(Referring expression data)

>>>

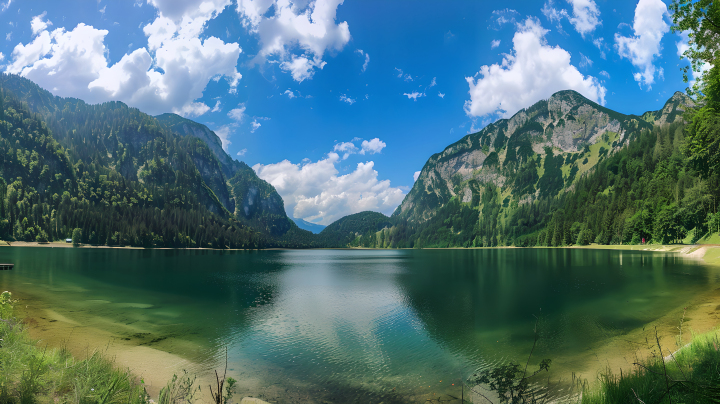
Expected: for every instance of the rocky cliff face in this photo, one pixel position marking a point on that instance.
(186, 127)
(539, 151)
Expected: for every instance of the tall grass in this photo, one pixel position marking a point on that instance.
(30, 375)
(690, 375)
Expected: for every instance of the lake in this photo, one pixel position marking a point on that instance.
(361, 325)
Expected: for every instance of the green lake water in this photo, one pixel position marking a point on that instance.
(360, 325)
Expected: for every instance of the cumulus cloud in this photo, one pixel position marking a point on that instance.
(347, 148)
(38, 25)
(641, 49)
(237, 114)
(373, 146)
(256, 125)
(534, 71)
(223, 133)
(600, 44)
(414, 95)
(502, 17)
(315, 191)
(585, 15)
(169, 75)
(294, 25)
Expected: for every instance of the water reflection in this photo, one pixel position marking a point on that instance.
(357, 326)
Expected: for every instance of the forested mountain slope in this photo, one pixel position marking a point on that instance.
(357, 230)
(564, 171)
(124, 177)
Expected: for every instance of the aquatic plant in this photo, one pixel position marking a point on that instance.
(510, 382)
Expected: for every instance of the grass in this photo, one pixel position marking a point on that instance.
(30, 374)
(690, 375)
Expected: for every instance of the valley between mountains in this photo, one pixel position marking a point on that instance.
(563, 171)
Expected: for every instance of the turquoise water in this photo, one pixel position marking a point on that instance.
(360, 325)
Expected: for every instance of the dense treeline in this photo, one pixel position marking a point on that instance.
(45, 196)
(649, 190)
(662, 187)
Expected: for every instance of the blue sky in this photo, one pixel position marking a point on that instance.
(338, 103)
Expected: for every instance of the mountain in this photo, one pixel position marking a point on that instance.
(563, 171)
(186, 127)
(256, 202)
(539, 151)
(311, 227)
(124, 177)
(353, 230)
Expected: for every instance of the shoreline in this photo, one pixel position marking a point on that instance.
(157, 367)
(153, 366)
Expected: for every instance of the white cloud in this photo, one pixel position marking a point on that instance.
(347, 148)
(223, 133)
(553, 14)
(533, 72)
(586, 16)
(414, 95)
(316, 191)
(38, 25)
(256, 125)
(600, 44)
(649, 27)
(295, 24)
(585, 61)
(345, 98)
(502, 17)
(373, 146)
(237, 114)
(367, 59)
(169, 75)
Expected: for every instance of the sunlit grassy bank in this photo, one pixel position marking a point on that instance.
(32, 374)
(690, 375)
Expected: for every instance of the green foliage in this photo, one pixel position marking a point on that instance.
(701, 19)
(124, 178)
(691, 375)
(77, 236)
(358, 230)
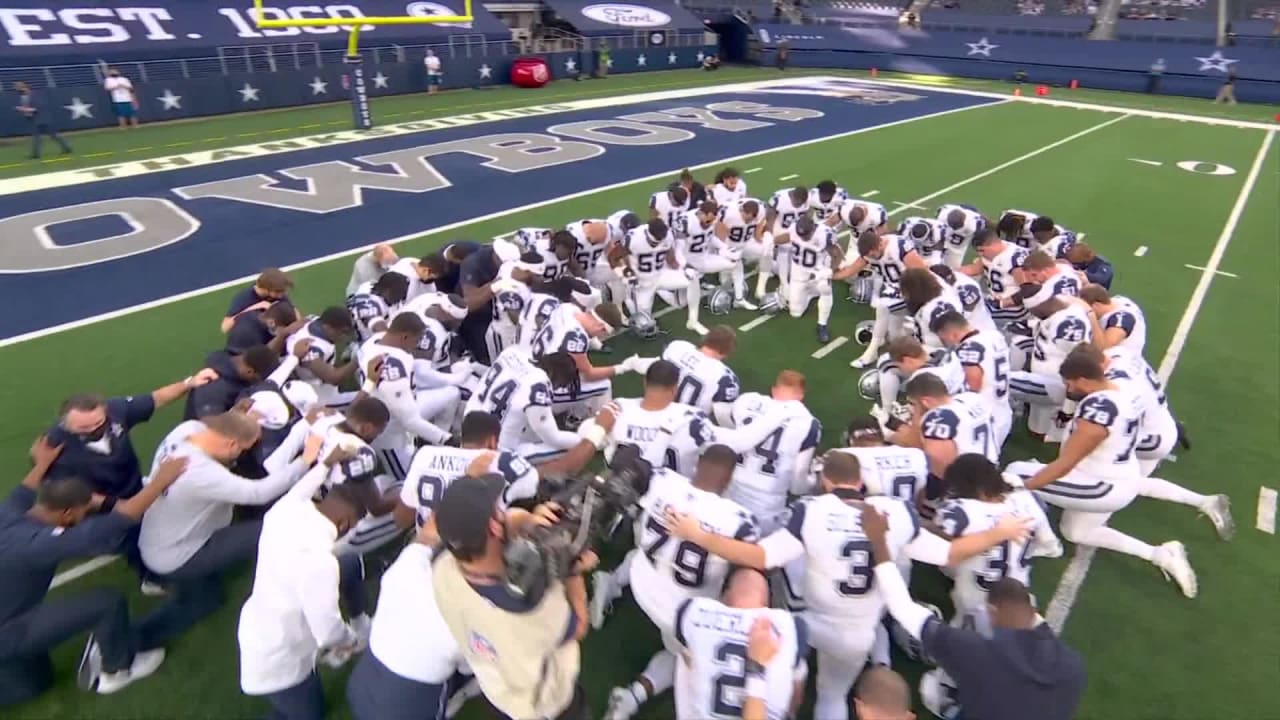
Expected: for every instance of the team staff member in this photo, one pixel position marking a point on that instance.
(293, 611)
(44, 523)
(270, 287)
(1023, 670)
(525, 655)
(475, 274)
(94, 434)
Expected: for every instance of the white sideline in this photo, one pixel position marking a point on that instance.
(1069, 586)
(149, 305)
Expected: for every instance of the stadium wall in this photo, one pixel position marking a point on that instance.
(87, 106)
(1192, 69)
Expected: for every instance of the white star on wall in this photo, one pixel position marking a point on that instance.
(80, 109)
(1216, 62)
(981, 48)
(170, 100)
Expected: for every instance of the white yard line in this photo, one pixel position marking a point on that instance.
(1069, 587)
(163, 301)
(830, 347)
(1224, 273)
(1266, 520)
(750, 326)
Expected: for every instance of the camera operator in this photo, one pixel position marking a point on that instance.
(524, 648)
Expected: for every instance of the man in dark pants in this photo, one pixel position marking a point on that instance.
(1023, 670)
(476, 272)
(32, 105)
(48, 522)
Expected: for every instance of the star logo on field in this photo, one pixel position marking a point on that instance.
(80, 109)
(170, 100)
(1216, 62)
(982, 48)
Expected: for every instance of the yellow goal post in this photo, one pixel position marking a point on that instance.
(353, 39)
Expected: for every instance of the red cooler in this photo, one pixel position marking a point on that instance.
(530, 72)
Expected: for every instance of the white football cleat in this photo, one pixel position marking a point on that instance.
(622, 705)
(144, 664)
(1171, 559)
(602, 597)
(1219, 510)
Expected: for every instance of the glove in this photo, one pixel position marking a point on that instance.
(641, 364)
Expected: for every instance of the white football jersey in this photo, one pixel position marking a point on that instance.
(535, 313)
(822, 212)
(698, 238)
(1056, 336)
(435, 468)
(649, 429)
(767, 472)
(891, 264)
(668, 570)
(712, 670)
(366, 309)
(964, 420)
(562, 332)
(588, 254)
(839, 568)
(987, 351)
(723, 196)
(874, 217)
(1010, 559)
(740, 229)
(999, 270)
(814, 253)
(891, 470)
(667, 210)
(786, 212)
(960, 237)
(947, 301)
(1120, 414)
(511, 386)
(704, 381)
(320, 350)
(1129, 318)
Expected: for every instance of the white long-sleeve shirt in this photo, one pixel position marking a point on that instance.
(292, 613)
(201, 501)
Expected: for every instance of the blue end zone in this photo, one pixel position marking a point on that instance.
(234, 237)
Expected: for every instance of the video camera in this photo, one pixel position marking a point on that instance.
(590, 510)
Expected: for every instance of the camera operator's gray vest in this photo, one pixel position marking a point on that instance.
(520, 659)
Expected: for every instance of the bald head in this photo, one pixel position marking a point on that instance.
(882, 695)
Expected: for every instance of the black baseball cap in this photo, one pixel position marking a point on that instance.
(462, 515)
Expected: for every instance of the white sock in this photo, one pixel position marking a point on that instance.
(1168, 491)
(661, 673)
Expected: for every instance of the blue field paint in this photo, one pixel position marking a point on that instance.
(236, 238)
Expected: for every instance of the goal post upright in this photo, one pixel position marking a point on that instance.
(355, 80)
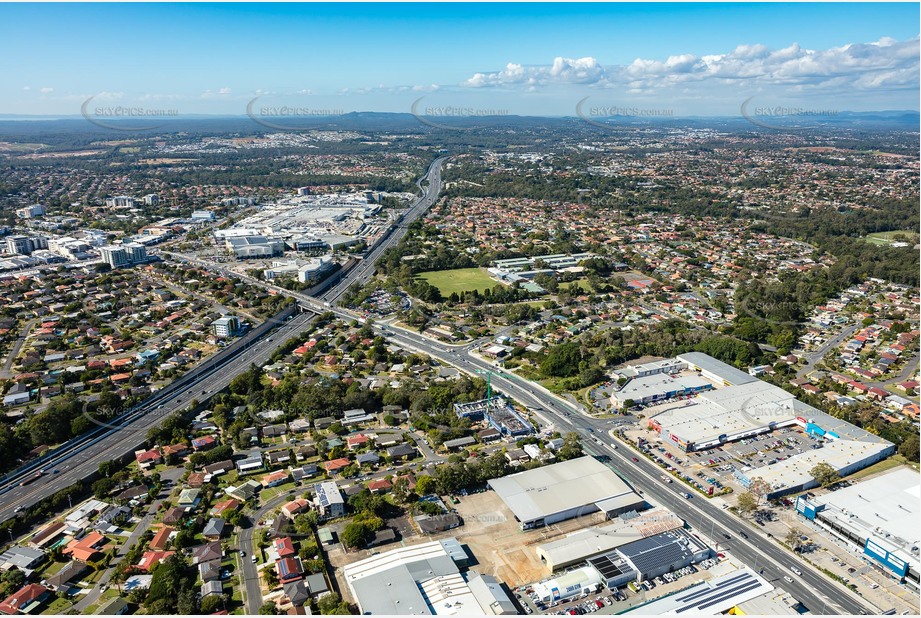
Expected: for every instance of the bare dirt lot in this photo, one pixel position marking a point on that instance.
(491, 535)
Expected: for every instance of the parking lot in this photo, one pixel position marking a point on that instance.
(609, 602)
(715, 468)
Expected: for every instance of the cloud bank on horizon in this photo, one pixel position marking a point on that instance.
(886, 64)
(879, 75)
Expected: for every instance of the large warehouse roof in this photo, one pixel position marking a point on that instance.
(564, 486)
(885, 509)
(424, 579)
(729, 411)
(709, 598)
(794, 472)
(707, 363)
(592, 541)
(659, 384)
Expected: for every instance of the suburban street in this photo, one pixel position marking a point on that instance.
(81, 461)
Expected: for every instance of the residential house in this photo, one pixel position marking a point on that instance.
(211, 587)
(284, 547)
(62, 581)
(116, 606)
(148, 459)
(161, 538)
(87, 549)
(210, 570)
(207, 552)
(150, 558)
(275, 478)
(336, 465)
(289, 569)
(225, 507)
(298, 505)
(214, 529)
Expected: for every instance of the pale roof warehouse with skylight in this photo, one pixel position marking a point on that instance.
(565, 490)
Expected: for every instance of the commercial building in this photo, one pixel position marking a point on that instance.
(793, 475)
(497, 412)
(710, 598)
(585, 580)
(118, 256)
(30, 212)
(715, 370)
(879, 517)
(564, 490)
(726, 415)
(626, 528)
(425, 579)
(247, 247)
(661, 553)
(25, 245)
(654, 387)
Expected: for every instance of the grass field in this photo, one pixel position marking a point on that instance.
(884, 238)
(459, 280)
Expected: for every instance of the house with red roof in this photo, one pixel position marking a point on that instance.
(203, 443)
(357, 441)
(295, 506)
(288, 569)
(148, 459)
(335, 465)
(275, 478)
(227, 506)
(284, 547)
(151, 558)
(161, 538)
(86, 549)
(24, 600)
(380, 486)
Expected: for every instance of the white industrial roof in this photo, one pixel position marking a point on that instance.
(794, 472)
(544, 491)
(729, 411)
(709, 598)
(886, 509)
(589, 542)
(640, 388)
(709, 364)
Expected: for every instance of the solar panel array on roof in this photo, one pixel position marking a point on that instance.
(650, 554)
(703, 599)
(610, 566)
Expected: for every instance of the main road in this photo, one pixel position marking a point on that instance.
(79, 458)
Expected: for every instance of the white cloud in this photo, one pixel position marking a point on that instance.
(886, 63)
(562, 70)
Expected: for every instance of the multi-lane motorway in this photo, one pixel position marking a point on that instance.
(817, 592)
(79, 460)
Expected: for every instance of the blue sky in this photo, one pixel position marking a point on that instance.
(530, 59)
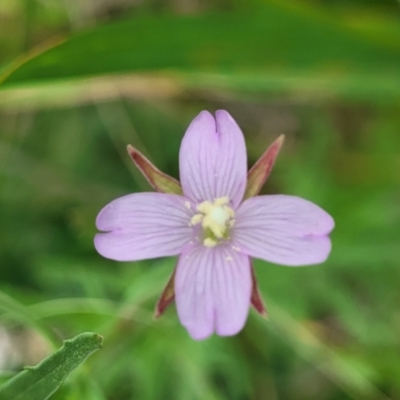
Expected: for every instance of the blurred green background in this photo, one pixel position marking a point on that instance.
(81, 80)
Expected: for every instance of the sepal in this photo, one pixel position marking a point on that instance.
(158, 180)
(260, 171)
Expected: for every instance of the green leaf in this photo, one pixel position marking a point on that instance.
(276, 47)
(41, 381)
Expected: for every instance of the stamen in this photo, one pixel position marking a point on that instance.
(216, 219)
(209, 242)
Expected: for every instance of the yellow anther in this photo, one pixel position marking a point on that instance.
(222, 201)
(216, 219)
(209, 242)
(196, 219)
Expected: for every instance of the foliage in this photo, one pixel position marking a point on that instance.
(325, 74)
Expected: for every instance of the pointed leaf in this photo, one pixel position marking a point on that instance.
(166, 297)
(158, 180)
(260, 171)
(256, 298)
(41, 381)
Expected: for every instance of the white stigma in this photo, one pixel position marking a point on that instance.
(215, 219)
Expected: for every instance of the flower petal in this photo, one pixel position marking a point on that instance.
(212, 159)
(283, 229)
(143, 225)
(212, 290)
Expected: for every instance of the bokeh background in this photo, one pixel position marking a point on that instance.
(79, 80)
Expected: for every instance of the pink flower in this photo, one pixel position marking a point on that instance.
(215, 226)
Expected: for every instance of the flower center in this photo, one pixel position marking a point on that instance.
(216, 218)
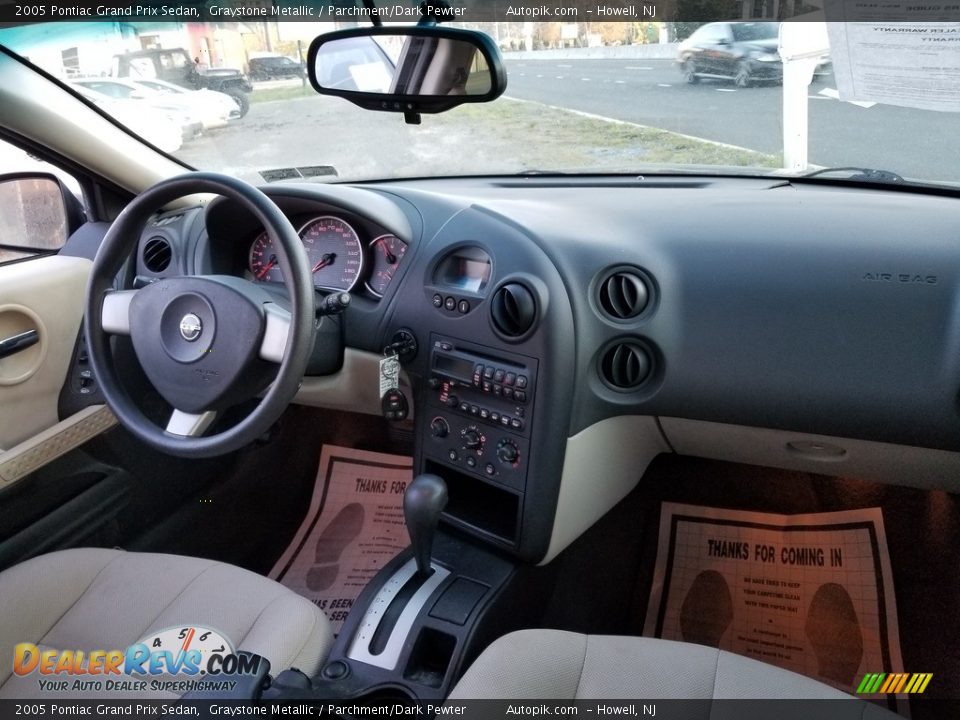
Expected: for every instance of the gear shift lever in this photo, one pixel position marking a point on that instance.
(423, 501)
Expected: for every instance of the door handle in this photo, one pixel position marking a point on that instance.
(16, 343)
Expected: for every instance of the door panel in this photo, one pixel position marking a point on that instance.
(44, 294)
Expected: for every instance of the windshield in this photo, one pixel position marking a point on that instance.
(582, 97)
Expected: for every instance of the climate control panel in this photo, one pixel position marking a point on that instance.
(479, 409)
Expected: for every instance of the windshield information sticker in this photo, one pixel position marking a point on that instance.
(890, 60)
(810, 593)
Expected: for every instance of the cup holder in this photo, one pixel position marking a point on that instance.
(387, 693)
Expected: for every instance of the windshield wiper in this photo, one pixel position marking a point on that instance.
(859, 174)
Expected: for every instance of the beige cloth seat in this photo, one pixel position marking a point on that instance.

<<<

WHAT YOU SHOULD DO » Please output the line that contains "Expected: for every instance of the cup" and every line after it in the entries above, exactly, and nothing more.

ANSWER TO THE PROBLEM »
Expected: for every instance of the cup holder in this photo, one pixel position marking a point on that instance.
(387, 693)
Expected: for every instance of the windshield wiper in this photo, one pixel position marking a point on that instance.
(859, 174)
Expected: for every instance of the beige cloth seat in this photo, one pixel position marking a point on that instance.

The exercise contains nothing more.